## GIVEN DATA
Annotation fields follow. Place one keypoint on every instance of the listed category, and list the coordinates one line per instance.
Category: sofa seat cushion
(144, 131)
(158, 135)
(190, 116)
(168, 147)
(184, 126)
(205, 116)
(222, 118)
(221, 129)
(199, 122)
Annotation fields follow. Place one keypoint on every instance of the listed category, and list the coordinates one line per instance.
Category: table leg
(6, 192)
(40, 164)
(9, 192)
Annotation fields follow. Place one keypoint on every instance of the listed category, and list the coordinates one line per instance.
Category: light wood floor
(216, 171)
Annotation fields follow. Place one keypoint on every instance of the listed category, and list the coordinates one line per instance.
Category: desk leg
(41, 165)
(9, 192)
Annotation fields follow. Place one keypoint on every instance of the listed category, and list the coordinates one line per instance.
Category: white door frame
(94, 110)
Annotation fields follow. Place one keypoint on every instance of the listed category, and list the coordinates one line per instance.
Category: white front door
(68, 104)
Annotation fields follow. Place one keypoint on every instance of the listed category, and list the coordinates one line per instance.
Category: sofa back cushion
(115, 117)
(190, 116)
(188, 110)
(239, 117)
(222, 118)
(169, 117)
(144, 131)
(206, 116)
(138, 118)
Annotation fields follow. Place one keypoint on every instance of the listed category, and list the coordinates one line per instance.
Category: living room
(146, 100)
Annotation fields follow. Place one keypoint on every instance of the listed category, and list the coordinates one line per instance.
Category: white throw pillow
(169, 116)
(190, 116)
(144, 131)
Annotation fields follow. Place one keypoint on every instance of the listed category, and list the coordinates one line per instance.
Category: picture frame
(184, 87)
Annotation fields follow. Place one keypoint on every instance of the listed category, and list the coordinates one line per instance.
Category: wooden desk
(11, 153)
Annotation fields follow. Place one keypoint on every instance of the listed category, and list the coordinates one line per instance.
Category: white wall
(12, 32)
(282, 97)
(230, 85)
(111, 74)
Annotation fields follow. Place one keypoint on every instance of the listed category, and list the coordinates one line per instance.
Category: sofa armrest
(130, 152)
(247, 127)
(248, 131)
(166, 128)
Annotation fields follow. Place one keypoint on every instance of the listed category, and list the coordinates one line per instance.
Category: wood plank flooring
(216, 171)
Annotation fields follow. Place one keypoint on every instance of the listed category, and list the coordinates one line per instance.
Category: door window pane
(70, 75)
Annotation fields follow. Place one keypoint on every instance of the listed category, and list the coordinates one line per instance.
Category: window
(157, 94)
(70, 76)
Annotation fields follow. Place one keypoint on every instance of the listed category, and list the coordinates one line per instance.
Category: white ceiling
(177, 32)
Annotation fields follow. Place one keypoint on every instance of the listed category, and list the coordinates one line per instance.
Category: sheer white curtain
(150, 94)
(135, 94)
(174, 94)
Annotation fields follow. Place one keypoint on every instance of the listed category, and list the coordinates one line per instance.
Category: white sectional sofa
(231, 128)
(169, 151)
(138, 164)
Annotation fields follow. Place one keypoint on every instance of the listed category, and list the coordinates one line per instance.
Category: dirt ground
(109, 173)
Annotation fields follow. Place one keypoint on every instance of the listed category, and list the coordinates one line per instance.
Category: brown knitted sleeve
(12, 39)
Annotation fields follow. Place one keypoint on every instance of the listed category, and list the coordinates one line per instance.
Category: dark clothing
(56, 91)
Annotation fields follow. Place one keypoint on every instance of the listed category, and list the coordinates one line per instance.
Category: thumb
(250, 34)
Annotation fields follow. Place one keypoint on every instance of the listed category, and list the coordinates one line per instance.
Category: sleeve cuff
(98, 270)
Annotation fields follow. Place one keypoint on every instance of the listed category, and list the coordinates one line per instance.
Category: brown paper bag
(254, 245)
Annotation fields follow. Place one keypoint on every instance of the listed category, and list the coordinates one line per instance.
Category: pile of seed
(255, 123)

## ACTIVITY
With both ends included, please retype exactly the lines from the line containing "Category: sleeve cuff" to the final line of the data.

## RESPONSE TO THIS TASK
Category: sleeve cuff
(98, 270)
Annotation fields follow. Place one keypoint on every instance of the listed category, and list the coordinates one line per instance.
Category: brown paper bag
(254, 245)
Annotation fields follow. Place one keypoint on every instance of the listed category, and list the coordinates one line per instance.
Category: pile of seed
(255, 123)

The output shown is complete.